● **ACTION ITEM**
Sort through the data and copy the lines holding the word "building".

● **DATA**
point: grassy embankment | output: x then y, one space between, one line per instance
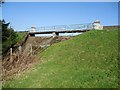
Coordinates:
86 61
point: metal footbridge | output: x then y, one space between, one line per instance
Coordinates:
55 30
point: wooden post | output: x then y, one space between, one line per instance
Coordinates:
20 49
31 49
11 54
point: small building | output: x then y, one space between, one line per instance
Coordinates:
97 26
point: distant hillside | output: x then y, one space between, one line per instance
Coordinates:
85 61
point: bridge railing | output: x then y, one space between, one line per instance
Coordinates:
65 27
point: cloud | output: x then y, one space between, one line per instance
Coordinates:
62 0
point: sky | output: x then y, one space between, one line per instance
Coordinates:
23 15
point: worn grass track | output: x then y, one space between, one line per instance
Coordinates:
85 61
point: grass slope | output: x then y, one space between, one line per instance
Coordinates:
85 61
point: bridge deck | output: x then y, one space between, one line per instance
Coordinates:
65 31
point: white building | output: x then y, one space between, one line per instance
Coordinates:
33 29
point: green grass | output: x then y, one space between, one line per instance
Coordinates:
85 61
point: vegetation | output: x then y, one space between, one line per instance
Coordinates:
85 61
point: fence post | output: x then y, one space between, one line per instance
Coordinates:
31 49
20 49
11 54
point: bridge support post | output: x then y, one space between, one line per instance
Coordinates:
55 34
32 35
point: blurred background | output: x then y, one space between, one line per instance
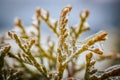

● **REPLY**
point: small building | output: x then y, one space between, one line per instance
point: white building | output: x then y, one space between, one line per instance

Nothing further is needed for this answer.